§ **Exercise details**: Among the entries, find the lines with the string "positive" and copy them.

§ **Supplied information**:
+ + + + +

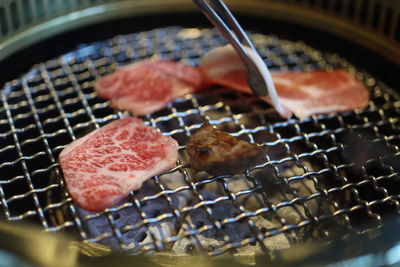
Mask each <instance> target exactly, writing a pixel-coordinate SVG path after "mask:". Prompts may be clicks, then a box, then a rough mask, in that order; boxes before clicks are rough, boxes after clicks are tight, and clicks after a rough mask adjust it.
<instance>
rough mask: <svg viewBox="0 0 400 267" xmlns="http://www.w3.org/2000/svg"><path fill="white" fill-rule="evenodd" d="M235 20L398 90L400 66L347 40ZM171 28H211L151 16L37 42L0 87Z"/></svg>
mask: <svg viewBox="0 0 400 267" xmlns="http://www.w3.org/2000/svg"><path fill="white" fill-rule="evenodd" d="M238 19H239V21H240V23H241V24H242V26H243V27H244V28H245V29H246V30H253V31H259V32H262V33H264V34H275V35H276V36H278V37H280V38H285V39H288V40H292V41H297V40H302V41H304V42H305V43H306V44H307V45H310V46H312V47H314V48H316V49H318V50H320V51H322V52H333V53H337V54H339V55H340V56H342V57H344V58H346V59H347V60H348V61H349V62H350V63H351V64H353V65H355V66H357V67H359V68H360V69H364V70H365V71H367V72H369V73H371V74H372V75H373V76H375V77H377V78H378V79H379V80H381V81H384V82H385V83H387V84H388V85H389V86H390V87H393V88H395V89H397V88H399V87H398V85H399V84H400V74H399V70H400V68H399V66H397V65H395V64H394V63H391V62H390V61H388V60H386V59H384V58H383V57H381V56H380V55H377V54H376V53H374V52H372V51H370V50H368V49H365V48H362V47H360V46H359V45H357V44H354V43H352V42H350V41H347V40H344V39H342V38H339V37H336V36H333V35H331V34H328V33H324V32H321V31H317V30H312V29H310V28H306V27H303V26H300V25H296V24H291V23H284V22H279V21H273V20H270V19H263V18H254V17H248V16H239V17H238ZM173 25H180V26H184V27H211V24H210V23H209V22H208V21H207V20H206V18H205V17H204V16H203V15H201V14H200V13H192V14H164V15H150V16H142V17H134V18H129V19H120V20H115V21H112V22H104V23H101V24H96V25H93V26H89V27H84V28H81V29H78V30H74V31H71V32H68V33H64V34H61V35H59V36H56V37H53V38H51V39H48V40H45V41H43V42H40V43H37V44H35V45H33V46H31V47H30V48H28V49H25V50H23V51H21V52H19V53H17V54H15V55H13V56H11V57H9V58H7V59H5V60H3V61H2V62H0V70H1V75H0V85H3V84H4V83H5V82H7V81H10V80H12V79H15V78H18V77H19V76H20V75H21V74H23V73H25V72H27V71H28V70H29V69H30V68H31V66H32V65H34V64H35V63H39V62H43V61H45V60H48V59H51V58H54V57H56V56H58V55H61V54H64V53H66V52H68V51H70V50H73V49H74V48H75V47H76V46H77V45H78V44H82V43H91V42H94V41H100V40H104V39H107V38H111V37H114V36H115V35H118V34H126V33H133V32H140V31H145V30H150V29H154V28H159V27H164V26H173Z"/></svg>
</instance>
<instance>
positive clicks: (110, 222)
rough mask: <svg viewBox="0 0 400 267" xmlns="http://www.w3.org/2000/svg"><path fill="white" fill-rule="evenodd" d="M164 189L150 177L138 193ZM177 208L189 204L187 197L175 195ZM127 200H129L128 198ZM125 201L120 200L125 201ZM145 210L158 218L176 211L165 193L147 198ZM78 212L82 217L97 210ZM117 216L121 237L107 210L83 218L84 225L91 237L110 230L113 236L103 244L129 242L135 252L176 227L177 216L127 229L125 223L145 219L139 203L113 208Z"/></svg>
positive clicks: (106, 244)
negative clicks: (181, 197) (141, 212)
mask: <svg viewBox="0 0 400 267" xmlns="http://www.w3.org/2000/svg"><path fill="white" fill-rule="evenodd" d="M159 192H160V189H159V187H158V186H156V185H155V184H154V183H152V182H151V181H147V182H145V183H144V184H143V186H142V188H141V189H140V190H138V191H137V194H136V197H137V199H139V200H141V199H143V198H144V197H146V196H151V195H155V194H157V193H159ZM171 198H172V201H173V205H174V208H177V207H182V206H185V205H186V203H184V202H185V201H186V199H185V198H181V197H179V198H178V197H174V196H172V197H171ZM126 201H127V200H125V202H126ZM123 203H124V202H121V203H118V204H117V205H115V207H118V205H122V204H123ZM140 209H141V211H142V212H144V213H145V214H146V216H147V217H148V218H155V217H157V216H160V215H162V214H165V213H172V212H173V208H172V207H171V206H170V205H169V203H168V202H167V200H165V199H164V198H162V197H157V198H155V199H151V200H147V201H146V202H144V203H143V205H142V206H141V208H140ZM78 212H79V215H80V217H81V218H83V217H85V216H87V215H92V214H95V213H92V212H88V211H85V210H83V209H80V208H78ZM110 215H111V216H112V218H113V220H114V226H115V228H118V229H119V230H120V231H121V237H120V239H119V238H117V236H116V234H115V233H114V232H113V227H112V224H111V222H110V220H109V219H108V218H107V213H105V214H102V215H100V216H98V217H95V218H93V219H90V220H86V221H84V222H83V227H84V228H85V229H86V231H87V233H88V235H89V236H88V238H96V237H99V236H101V235H104V234H106V233H108V234H110V236H109V237H107V238H104V239H102V240H101V241H99V242H100V243H101V244H103V245H106V246H108V247H110V248H112V249H114V250H121V248H122V245H125V246H126V248H125V249H128V250H129V251H130V252H132V253H134V252H136V251H140V250H141V249H143V247H144V246H146V245H149V246H152V245H154V243H155V242H160V241H162V240H164V239H165V238H167V237H170V236H171V235H173V234H174V231H175V228H176V219H174V218H170V219H165V220H163V221H161V222H157V223H150V224H145V225H143V226H141V227H139V228H132V229H130V230H128V231H123V229H121V228H123V227H124V226H127V225H132V226H133V225H135V224H138V223H140V222H141V221H143V219H142V217H141V216H140V213H139V211H138V209H136V208H135V207H126V208H123V209H121V210H119V211H114V212H110Z"/></svg>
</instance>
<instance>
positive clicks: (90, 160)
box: [59, 118, 178, 211]
mask: <svg viewBox="0 0 400 267" xmlns="http://www.w3.org/2000/svg"><path fill="white" fill-rule="evenodd" d="M177 152H178V144H177V142H176V141H175V140H174V139H173V138H171V137H166V136H163V135H162V134H161V133H160V132H158V131H157V130H156V129H154V128H152V127H148V126H146V125H145V124H144V123H143V121H141V120H140V119H137V118H124V119H120V120H116V121H113V122H111V123H109V124H107V125H106V126H104V127H102V128H100V129H97V130H95V131H93V132H91V133H90V134H88V135H86V136H84V137H82V138H80V139H77V140H76V141H74V142H72V143H71V144H70V145H69V146H67V147H66V148H65V149H64V150H63V151H62V152H61V153H60V157H59V161H60V165H61V168H62V171H63V174H64V178H65V182H66V184H67V188H68V191H69V192H70V194H71V196H72V199H73V200H75V201H76V203H77V204H78V205H79V206H80V207H82V208H83V209H85V210H88V211H101V210H103V209H105V208H108V207H111V206H112V205H114V204H115V203H117V202H118V201H120V200H121V199H123V198H125V197H126V196H127V195H128V194H129V192H131V191H133V190H137V189H139V188H140V187H141V186H142V183H143V182H144V181H146V180H147V179H149V178H150V177H152V176H154V175H157V174H160V173H162V172H164V171H166V170H168V169H170V168H171V167H173V166H174V164H175V162H176V160H177V157H178V153H177Z"/></svg>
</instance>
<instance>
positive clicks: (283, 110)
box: [193, 0, 287, 114]
mask: <svg viewBox="0 0 400 267" xmlns="http://www.w3.org/2000/svg"><path fill="white" fill-rule="evenodd" d="M193 2H194V3H195V4H197V5H198V6H199V7H200V9H201V10H202V11H203V13H204V15H205V16H206V17H207V18H208V19H209V20H210V21H211V23H212V24H213V25H214V26H215V27H216V28H217V29H218V30H219V31H220V32H221V34H222V36H223V37H224V38H225V39H226V40H227V41H228V42H229V43H230V44H231V45H232V46H233V48H234V49H235V50H236V52H237V53H238V54H239V56H240V58H241V59H242V61H243V63H244V64H245V66H246V68H247V71H248V77H247V79H248V83H249V86H250V88H251V90H252V91H253V92H254V94H256V95H258V96H269V97H270V99H271V101H272V104H273V106H274V107H275V109H276V110H277V111H278V112H279V113H280V114H287V111H286V110H284V109H283V108H282V106H281V105H280V103H279V99H278V95H277V93H276V90H275V86H274V83H273V81H272V77H271V74H270V72H269V70H268V68H267V66H266V65H265V63H264V61H263V60H262V59H261V57H260V55H259V54H258V53H257V51H256V49H255V48H254V45H253V43H252V42H251V41H250V39H249V37H248V36H247V35H246V33H245V32H244V30H243V28H242V27H241V26H240V24H239V23H238V22H237V20H236V19H235V17H234V16H233V15H232V13H231V12H230V10H229V9H228V7H227V6H226V5H225V3H224V2H223V1H222V0H210V2H211V4H213V5H214V8H213V7H212V6H211V5H210V4H208V2H207V1H206V0H193Z"/></svg>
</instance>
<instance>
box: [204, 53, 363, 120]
mask: <svg viewBox="0 0 400 267" xmlns="http://www.w3.org/2000/svg"><path fill="white" fill-rule="evenodd" d="M200 70H201V72H202V74H203V76H204V77H203V79H204V80H205V82H208V83H212V84H219V85H223V86H228V87H230V88H233V89H236V90H239V91H242V92H245V93H251V92H252V91H251V90H250V88H249V85H248V83H247V70H246V67H245V66H244V64H243V63H242V61H241V59H240V57H239V56H238V55H237V54H236V52H235V50H234V49H233V48H232V46H230V45H228V46H223V47H218V48H216V49H213V50H211V51H210V52H208V53H207V54H206V55H205V56H204V57H203V58H202V60H201V61H200ZM272 79H273V81H274V85H275V88H276V91H277V93H278V95H279V100H280V103H281V104H282V106H284V107H285V108H286V109H289V110H291V111H292V112H293V113H294V114H295V115H296V116H297V117H299V118H301V119H304V118H305V117H308V116H310V115H313V114H319V113H329V112H337V111H347V110H353V109H356V108H363V107H365V106H367V105H368V101H369V93H368V90H367V88H366V87H365V86H364V85H363V84H362V83H361V82H360V81H358V80H357V79H356V78H355V77H353V76H352V75H351V74H349V73H348V72H346V71H345V70H342V69H336V70H332V71H325V70H314V71H309V72H275V73H272ZM263 99H264V100H266V101H267V102H271V101H270V99H269V98H268V97H264V98H263Z"/></svg>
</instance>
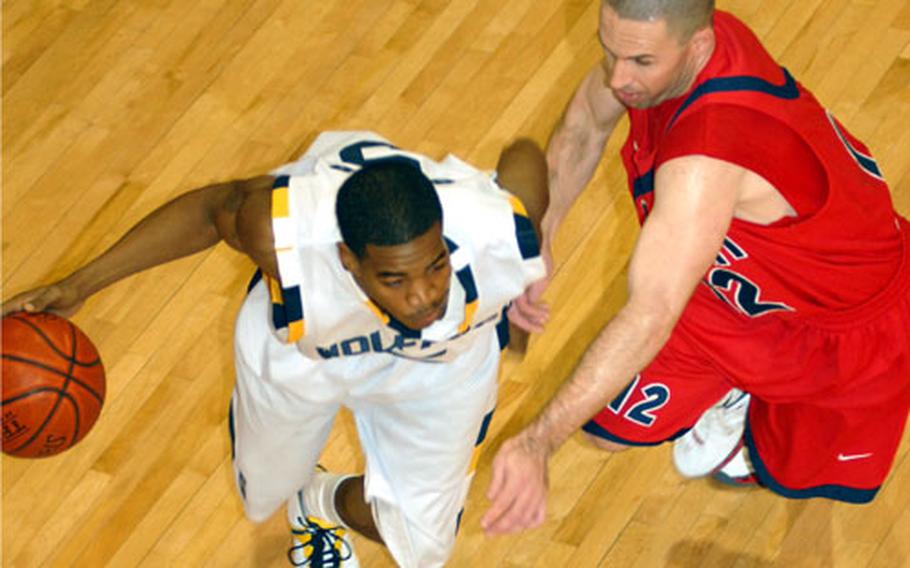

+ + + + +

§ **Result for this task**:
positive clicks: (110, 222)
positive clicks: (106, 244)
positive clicks: (90, 160)
positive clicks: (283, 110)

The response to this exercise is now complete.